THE TASK.
Decide whether each statement below agrees with the passage on the fungus's history and morphology. Answer yes or no for each and quote the deciding words of the passage: (a) The fungus was first isolated in Italy in 1978. (b) Each ascus bears four ascospores. (c) The hyphae are rough-walled.


==History and taxonomy==
Apinisia keratinophila was first isolated in Italy in 1978, during the screening of soil microbes for their ability to produce antibiotic and antiviral substances. The fungus was described by Luciano Polonelli and Robert A. Samson, and was classified into a separate taxon for its ability to produce multiple asexual spores (conidia) at different points across the surface of the hypha. Later in 1997, its asexual state (teleomorph) was independently described and named as Neoarachnotheca keratinophilia by Josef Cano and Krzysztof Ulfig. M. keratinophilum is the only member of the genus Myriodontium.

==Growth and morphology==
The vegetative and fertile hyphae are branched, hyaline, septate, smooth-walled, and ranges from 2.5 μm to 6 μm in width. The sexual fruiting structure (gymnothecium) consists of loosely interwoven hyphae that are hyaline to yellow in colour, and typically matures within a month, attaining a diameter of 150–700 μm. The gymnothecium encloses millions of round, hyaline asci that each bear 8 ascospores. The defining feature of A. keratinophila is that its ascospores are randomly wrinkled and pitted with an irregular sheath. The (conidia) are one-celled and emerge at multiple different points across the surface of fertile hyphae. Species of the genera Chromelosporium and Pulchromyces morphologically resemble Myriodontium.

ENTRIES PROVIDED.
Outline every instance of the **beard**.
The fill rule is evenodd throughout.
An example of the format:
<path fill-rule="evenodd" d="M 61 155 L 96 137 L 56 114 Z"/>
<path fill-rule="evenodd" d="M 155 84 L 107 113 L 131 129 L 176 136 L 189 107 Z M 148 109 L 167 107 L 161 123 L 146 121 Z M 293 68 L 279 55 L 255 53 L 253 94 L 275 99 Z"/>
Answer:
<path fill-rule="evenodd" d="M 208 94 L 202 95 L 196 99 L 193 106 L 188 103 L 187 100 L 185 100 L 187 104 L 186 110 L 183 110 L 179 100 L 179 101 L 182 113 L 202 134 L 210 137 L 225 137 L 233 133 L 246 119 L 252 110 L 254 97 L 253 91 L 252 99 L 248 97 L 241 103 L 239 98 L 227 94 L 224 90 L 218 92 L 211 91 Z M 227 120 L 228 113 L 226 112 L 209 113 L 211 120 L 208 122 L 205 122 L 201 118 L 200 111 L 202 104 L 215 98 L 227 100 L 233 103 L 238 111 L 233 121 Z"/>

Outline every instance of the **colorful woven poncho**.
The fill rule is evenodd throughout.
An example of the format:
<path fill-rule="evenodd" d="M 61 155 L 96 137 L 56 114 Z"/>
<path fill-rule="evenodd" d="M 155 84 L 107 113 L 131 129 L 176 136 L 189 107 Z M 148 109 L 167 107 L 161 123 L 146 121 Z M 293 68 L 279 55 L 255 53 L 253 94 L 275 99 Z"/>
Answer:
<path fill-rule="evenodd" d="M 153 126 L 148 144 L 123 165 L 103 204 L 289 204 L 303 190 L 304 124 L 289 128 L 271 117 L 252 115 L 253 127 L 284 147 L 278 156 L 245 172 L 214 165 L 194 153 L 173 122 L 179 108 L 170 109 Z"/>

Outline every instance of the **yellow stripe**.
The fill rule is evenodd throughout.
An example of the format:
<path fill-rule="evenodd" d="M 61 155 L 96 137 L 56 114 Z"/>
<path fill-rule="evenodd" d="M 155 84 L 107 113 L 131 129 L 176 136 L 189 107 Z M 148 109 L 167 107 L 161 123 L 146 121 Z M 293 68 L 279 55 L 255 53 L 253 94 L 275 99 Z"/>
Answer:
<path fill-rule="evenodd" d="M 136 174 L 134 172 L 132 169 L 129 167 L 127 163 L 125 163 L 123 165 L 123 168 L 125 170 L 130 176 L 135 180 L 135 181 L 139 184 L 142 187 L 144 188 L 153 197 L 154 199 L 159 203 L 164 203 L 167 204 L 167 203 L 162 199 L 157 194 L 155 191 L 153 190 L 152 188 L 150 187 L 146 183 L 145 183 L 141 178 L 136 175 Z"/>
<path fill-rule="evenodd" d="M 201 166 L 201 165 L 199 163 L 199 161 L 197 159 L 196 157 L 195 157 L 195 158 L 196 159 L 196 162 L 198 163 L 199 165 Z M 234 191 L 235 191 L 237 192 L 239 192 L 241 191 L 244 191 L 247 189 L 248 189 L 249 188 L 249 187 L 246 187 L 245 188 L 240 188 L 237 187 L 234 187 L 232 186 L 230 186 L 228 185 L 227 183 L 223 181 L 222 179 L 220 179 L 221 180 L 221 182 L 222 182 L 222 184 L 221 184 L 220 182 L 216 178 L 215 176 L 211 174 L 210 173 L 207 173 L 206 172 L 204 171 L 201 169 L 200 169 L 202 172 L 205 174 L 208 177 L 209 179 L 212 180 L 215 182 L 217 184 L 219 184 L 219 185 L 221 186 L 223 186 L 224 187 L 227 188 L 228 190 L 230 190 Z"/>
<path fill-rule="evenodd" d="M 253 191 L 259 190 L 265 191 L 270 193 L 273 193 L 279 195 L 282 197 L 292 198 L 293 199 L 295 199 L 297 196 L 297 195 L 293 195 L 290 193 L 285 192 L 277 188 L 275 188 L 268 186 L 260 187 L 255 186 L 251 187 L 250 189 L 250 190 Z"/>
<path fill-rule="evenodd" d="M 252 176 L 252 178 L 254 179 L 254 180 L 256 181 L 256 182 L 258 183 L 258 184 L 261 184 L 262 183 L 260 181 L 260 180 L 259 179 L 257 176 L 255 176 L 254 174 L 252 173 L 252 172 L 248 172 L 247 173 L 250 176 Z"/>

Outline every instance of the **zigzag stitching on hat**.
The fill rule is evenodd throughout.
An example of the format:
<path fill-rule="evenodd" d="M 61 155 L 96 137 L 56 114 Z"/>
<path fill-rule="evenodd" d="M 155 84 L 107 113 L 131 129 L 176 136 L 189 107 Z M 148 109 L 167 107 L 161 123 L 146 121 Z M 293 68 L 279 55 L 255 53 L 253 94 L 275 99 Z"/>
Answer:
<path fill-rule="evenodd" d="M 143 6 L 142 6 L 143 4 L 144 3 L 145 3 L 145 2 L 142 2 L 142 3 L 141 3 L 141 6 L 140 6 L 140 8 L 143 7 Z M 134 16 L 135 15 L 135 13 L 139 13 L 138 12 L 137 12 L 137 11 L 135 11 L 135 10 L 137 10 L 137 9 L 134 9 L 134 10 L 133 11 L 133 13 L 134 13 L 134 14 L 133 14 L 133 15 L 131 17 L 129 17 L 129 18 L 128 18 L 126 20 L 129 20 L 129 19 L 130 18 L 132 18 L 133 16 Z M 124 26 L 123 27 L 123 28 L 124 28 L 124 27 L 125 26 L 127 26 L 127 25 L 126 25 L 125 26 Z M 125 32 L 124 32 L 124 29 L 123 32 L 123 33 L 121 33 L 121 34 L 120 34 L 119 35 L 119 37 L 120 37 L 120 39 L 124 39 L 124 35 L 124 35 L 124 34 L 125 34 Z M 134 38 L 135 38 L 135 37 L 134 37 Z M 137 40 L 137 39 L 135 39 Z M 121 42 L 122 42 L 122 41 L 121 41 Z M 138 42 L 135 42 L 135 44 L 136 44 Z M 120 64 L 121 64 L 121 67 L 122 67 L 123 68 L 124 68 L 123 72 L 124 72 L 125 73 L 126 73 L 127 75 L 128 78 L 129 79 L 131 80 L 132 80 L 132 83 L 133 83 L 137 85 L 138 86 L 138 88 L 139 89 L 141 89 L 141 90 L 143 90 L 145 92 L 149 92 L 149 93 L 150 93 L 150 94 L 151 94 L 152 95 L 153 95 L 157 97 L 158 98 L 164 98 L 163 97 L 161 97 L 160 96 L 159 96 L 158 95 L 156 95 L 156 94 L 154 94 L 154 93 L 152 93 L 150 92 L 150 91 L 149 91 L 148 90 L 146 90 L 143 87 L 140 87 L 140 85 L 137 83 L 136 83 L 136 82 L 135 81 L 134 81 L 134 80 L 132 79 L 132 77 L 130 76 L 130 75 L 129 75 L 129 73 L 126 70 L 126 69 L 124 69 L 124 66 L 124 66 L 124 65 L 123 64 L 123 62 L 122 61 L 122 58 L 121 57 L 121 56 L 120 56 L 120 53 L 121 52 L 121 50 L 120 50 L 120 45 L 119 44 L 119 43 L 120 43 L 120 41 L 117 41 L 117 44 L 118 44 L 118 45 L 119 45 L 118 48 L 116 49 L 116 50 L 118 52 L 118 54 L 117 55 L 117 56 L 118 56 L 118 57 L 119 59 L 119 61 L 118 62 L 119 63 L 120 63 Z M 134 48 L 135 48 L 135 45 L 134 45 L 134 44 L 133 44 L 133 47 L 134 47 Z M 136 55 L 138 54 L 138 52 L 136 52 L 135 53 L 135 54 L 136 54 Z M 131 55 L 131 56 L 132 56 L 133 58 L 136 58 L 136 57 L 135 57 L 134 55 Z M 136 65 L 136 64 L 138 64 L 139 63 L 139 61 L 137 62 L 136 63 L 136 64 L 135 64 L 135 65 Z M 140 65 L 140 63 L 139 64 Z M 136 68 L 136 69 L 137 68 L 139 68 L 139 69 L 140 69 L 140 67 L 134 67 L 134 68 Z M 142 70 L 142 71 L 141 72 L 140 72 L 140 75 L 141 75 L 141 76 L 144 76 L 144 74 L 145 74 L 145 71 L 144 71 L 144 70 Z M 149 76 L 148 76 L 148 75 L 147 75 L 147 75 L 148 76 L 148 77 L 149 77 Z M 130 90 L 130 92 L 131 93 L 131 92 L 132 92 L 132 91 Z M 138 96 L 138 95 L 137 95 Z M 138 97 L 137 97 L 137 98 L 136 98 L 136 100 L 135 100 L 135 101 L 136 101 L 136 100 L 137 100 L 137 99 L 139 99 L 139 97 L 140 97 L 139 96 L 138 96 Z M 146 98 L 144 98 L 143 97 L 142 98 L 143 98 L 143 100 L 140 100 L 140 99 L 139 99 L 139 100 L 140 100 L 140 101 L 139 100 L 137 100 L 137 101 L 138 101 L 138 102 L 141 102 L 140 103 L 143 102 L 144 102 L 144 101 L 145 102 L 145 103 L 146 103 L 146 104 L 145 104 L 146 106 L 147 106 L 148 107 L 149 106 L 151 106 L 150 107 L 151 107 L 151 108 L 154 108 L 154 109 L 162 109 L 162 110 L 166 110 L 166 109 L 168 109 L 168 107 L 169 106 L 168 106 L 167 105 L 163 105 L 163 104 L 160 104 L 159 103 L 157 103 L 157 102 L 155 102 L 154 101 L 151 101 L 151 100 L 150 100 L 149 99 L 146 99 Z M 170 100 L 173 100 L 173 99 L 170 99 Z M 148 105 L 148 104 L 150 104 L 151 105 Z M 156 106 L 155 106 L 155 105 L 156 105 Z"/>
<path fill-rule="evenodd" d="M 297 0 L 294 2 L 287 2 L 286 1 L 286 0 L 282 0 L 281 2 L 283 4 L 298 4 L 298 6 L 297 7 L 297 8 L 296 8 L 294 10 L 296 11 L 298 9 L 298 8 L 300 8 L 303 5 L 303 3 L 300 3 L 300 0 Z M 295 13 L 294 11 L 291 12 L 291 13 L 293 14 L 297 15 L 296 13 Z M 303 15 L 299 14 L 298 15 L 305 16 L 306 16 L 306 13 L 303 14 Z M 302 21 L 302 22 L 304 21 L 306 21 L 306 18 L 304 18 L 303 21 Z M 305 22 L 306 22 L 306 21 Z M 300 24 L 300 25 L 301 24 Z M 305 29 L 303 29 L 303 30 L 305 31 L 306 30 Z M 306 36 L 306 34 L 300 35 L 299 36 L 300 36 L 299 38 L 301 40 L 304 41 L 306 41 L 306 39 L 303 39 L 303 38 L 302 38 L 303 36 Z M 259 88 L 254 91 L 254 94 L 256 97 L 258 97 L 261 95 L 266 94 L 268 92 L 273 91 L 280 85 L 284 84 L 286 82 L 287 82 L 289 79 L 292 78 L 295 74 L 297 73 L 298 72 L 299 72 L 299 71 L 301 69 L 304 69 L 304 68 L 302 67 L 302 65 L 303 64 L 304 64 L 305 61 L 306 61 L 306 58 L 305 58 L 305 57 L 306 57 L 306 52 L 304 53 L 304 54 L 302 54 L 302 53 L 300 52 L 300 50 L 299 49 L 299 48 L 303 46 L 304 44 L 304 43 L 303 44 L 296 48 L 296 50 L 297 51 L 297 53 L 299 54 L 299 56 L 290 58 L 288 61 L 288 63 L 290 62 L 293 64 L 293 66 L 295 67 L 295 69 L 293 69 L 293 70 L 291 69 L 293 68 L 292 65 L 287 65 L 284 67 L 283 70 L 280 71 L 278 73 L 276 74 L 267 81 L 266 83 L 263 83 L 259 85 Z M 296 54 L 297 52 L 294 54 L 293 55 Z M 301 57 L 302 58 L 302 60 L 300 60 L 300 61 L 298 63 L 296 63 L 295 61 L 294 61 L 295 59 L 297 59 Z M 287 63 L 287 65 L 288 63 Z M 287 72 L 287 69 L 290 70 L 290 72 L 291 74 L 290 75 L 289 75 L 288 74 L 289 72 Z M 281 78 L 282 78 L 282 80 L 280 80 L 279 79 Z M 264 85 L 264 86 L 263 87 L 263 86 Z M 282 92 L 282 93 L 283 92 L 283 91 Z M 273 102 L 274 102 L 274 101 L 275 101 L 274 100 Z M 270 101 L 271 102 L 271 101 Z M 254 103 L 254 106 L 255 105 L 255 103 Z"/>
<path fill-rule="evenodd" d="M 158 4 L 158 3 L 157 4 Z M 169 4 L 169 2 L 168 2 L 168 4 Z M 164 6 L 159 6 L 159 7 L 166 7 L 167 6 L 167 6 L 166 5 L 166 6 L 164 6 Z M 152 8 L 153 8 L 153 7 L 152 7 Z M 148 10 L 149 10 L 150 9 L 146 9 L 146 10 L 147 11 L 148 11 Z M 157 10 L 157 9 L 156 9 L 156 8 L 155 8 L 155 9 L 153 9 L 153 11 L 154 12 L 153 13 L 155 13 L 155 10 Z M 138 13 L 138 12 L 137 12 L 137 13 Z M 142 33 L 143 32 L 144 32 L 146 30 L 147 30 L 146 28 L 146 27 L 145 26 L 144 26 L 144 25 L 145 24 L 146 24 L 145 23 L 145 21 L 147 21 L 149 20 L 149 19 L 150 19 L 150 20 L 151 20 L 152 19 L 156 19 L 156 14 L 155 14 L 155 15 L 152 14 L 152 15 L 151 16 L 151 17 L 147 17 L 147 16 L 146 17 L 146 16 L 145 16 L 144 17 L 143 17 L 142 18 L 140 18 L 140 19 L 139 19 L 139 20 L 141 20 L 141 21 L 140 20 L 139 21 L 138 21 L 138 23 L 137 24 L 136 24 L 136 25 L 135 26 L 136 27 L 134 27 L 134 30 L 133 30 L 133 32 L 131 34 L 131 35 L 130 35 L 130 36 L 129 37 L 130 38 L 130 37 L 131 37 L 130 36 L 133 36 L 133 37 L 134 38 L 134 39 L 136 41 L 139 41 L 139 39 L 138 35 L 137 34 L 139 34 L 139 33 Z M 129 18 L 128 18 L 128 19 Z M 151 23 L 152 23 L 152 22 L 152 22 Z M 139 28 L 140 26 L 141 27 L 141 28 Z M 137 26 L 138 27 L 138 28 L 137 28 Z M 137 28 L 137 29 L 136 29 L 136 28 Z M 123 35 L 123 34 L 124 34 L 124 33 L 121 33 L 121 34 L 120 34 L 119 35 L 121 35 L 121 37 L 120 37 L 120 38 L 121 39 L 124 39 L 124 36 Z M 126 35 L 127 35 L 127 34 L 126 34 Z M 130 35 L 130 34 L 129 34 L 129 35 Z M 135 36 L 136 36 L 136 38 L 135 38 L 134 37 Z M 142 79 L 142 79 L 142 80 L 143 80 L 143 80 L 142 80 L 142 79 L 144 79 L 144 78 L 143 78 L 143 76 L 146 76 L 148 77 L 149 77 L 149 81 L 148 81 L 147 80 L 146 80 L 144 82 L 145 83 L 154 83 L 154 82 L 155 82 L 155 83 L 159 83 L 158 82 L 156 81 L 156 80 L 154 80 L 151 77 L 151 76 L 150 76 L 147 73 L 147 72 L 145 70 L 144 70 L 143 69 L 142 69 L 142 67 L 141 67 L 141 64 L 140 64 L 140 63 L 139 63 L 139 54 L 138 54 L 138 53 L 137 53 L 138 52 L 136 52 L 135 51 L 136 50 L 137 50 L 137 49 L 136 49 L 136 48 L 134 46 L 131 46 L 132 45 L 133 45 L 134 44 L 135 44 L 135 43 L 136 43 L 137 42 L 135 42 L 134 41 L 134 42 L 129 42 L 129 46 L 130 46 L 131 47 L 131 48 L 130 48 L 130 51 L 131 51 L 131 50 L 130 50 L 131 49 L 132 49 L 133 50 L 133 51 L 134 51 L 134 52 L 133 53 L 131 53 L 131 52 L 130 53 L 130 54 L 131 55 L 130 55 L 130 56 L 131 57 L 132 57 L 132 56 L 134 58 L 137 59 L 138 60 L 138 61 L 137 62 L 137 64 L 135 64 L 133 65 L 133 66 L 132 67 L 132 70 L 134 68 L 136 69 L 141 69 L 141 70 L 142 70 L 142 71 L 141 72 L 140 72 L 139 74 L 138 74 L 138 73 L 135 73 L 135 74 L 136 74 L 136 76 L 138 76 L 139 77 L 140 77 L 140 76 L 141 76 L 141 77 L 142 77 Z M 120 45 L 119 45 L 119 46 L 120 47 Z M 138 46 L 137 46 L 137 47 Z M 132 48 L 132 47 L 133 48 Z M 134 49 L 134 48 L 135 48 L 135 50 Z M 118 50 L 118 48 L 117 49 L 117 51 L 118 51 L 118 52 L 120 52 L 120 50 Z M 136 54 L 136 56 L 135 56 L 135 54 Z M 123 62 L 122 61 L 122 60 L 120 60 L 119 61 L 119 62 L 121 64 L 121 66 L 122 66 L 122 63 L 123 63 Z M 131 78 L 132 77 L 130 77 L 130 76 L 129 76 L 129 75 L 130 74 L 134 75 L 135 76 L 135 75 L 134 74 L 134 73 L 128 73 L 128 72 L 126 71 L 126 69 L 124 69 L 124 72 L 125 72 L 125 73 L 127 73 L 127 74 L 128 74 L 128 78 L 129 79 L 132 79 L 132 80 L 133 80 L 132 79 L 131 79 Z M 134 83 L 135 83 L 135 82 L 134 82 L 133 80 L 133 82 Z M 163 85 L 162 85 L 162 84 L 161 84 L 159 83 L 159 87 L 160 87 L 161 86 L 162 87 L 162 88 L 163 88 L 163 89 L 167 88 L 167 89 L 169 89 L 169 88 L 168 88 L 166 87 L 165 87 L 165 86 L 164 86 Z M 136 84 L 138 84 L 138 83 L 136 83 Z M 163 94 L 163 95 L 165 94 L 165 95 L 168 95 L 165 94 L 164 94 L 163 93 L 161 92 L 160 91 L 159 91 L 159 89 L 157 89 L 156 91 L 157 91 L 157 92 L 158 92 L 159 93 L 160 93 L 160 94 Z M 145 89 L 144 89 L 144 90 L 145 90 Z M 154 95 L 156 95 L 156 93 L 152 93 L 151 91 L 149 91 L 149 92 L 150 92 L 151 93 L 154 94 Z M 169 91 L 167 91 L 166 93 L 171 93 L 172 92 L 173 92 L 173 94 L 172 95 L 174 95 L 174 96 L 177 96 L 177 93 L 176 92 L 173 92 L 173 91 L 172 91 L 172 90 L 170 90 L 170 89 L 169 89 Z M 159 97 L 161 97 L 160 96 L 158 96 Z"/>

RESPONSE TO THE TASK.
(a) Yes: "was first isolated in Italy in 1978"
(b) No: "each bear 8 ascospores"
(c) No: "smooth-walled"